[PAGE EXCERPT]:
Dave your right Tang Soo Do is from kung fu but not influence by karate. ACTUALLY Tang Soo Do means TANG DYNASTY MARTIAL ARTS BUT THEN FORMED BY KOREANS IN THE SILLA DYNASTY THEY JUST NAMED IT THAT WAY out of respect. You said changes right? CHanges can produce difference right? So.... How about HWA Rang Do an Tae Kwon Do that influenced KARATE?


----------



## arnisador (Jul 12, 2003)

What would other people say are the visually apparent differences between a Karate form and a Kung Fu form?


----------



## Shuri-te (Jul 14, 2003)

Regarding differences, there is one point that may be the most important. The differences between all the different Chinese systems are vast. It is very hard to make generalizations about Chinese systems when there is so much diversity.

Just one example. Some of the northern systems emphasize use of the feet to a greater extent, and the southern systems, like Wing Chung, less so. 

That is one of the reasons that making any comparisons is so difficult. The second has been discussed above. The karate systems themselves are so varied. In the discussion of linear vs. circular, it was noted that some Okinawan systems have more circularity than others.

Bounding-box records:
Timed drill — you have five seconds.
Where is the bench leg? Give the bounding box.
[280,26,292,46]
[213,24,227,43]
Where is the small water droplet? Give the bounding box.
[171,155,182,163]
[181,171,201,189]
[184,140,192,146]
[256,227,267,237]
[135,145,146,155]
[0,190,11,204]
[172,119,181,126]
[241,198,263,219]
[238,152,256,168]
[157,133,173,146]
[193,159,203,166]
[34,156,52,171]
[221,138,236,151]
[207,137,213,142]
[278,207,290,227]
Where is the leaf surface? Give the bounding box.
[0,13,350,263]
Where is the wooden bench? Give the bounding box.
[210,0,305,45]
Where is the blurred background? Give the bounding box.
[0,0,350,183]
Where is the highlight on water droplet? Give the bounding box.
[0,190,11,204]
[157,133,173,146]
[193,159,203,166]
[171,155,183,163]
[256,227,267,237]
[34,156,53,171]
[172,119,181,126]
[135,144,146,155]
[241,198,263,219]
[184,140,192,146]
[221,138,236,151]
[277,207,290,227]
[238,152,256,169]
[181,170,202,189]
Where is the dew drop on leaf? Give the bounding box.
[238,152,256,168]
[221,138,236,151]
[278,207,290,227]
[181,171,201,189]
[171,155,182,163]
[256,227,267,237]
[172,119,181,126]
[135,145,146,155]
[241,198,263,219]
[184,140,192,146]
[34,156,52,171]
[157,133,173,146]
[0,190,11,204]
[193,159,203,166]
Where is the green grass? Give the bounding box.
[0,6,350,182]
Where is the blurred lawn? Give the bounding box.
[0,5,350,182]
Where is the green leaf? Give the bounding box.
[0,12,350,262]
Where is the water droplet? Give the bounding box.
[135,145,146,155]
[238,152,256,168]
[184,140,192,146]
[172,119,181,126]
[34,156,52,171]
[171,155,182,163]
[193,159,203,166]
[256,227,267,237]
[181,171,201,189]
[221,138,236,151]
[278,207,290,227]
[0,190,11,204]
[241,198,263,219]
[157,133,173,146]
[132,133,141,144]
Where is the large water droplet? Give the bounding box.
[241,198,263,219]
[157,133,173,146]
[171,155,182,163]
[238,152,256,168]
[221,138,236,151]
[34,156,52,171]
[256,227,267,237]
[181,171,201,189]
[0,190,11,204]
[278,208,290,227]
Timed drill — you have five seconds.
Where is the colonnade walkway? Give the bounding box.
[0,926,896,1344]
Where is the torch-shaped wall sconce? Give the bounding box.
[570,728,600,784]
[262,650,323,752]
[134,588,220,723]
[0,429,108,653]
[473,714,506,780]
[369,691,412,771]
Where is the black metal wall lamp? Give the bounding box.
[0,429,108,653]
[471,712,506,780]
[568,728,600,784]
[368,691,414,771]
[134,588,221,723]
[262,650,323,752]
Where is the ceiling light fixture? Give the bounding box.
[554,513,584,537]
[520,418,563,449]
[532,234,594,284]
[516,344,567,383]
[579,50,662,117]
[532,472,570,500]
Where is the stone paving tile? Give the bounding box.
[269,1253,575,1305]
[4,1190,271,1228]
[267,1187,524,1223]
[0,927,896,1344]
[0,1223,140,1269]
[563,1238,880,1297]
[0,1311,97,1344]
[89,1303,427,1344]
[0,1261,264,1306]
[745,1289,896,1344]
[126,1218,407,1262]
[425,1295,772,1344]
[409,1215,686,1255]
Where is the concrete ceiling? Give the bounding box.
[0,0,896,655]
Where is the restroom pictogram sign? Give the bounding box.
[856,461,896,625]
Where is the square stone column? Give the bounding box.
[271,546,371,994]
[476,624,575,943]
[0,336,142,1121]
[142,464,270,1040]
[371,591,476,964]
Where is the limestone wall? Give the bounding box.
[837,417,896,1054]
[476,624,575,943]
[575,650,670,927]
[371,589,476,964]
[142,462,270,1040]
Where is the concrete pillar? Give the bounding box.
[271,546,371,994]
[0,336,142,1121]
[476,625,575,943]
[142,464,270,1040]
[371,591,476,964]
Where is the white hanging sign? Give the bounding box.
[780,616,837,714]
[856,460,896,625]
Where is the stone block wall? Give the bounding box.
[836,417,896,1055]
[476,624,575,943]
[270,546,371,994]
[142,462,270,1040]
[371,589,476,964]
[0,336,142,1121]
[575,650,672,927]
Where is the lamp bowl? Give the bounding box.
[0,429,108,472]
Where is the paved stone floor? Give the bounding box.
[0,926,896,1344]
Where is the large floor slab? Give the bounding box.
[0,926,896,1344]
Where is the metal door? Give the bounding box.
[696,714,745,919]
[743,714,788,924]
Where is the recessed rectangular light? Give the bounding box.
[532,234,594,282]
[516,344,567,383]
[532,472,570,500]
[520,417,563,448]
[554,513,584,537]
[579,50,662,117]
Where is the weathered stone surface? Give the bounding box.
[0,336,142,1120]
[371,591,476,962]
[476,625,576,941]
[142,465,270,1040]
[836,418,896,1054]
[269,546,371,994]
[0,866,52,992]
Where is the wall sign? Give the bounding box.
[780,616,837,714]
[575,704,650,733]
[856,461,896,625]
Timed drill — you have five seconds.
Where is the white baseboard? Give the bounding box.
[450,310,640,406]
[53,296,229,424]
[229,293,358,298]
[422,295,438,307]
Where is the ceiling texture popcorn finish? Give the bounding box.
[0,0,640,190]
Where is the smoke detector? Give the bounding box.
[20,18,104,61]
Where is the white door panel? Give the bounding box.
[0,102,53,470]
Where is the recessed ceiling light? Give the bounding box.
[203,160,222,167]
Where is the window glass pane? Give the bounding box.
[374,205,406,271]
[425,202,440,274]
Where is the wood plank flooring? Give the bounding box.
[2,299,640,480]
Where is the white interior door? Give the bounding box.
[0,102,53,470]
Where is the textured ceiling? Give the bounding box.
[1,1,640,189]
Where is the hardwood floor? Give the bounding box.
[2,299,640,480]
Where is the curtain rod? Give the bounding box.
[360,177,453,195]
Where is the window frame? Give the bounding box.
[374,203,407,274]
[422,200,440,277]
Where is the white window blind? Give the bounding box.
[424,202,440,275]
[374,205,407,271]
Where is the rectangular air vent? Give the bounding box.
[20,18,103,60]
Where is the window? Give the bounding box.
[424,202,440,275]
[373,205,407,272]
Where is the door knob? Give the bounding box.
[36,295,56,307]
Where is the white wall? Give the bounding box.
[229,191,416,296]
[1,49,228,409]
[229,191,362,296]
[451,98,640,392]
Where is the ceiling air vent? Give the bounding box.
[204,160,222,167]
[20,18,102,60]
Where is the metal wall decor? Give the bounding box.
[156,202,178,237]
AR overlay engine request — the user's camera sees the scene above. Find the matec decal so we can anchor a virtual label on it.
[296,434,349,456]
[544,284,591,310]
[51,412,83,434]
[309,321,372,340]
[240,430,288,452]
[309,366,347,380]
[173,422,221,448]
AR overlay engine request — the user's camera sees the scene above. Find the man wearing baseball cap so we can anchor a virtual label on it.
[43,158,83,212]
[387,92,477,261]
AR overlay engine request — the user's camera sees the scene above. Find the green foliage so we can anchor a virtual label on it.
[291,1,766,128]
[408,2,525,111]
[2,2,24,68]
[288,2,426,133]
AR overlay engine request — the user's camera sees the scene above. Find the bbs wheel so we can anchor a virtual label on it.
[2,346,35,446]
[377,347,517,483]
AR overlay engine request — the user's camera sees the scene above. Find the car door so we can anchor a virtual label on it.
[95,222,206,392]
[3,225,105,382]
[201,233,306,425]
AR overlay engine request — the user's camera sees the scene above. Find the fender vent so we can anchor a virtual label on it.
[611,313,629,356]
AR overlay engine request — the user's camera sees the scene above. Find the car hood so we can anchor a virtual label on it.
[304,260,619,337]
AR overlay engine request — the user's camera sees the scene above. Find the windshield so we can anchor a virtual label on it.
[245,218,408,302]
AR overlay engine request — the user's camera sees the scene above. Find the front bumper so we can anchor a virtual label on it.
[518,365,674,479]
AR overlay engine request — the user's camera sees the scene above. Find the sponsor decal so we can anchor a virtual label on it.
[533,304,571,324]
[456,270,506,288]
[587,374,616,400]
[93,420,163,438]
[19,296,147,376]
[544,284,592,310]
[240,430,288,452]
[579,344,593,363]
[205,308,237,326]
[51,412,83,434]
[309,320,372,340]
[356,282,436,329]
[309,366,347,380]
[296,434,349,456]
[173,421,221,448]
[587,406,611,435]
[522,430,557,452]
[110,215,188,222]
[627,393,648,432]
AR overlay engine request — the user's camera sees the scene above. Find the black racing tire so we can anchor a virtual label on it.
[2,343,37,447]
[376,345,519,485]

[ACTIONS TO TAKE]:
- a) From the martial arts forum thread, list every martial art or fighting style mentioned by name.
- b) Rewrite the part of the martial arts forum thread that opens with "## Shuri-te (Jul" and closes with "so much diversity.", replacing "vast" with "enormous".

[SOLUTIONS BY TASK]:
- a) Tang Soo Do, kung fu, karate, HWA Rang Do, Tae Kwon Do, Wing Chung

- b)
## Shuri-te (Jul 14, 2003)

Regarding differences, there is one point that may be the most important. The differences between all the different Chinese systems are enormous. It is very hard to make generalizations about Chinese systems when there is so much diversity.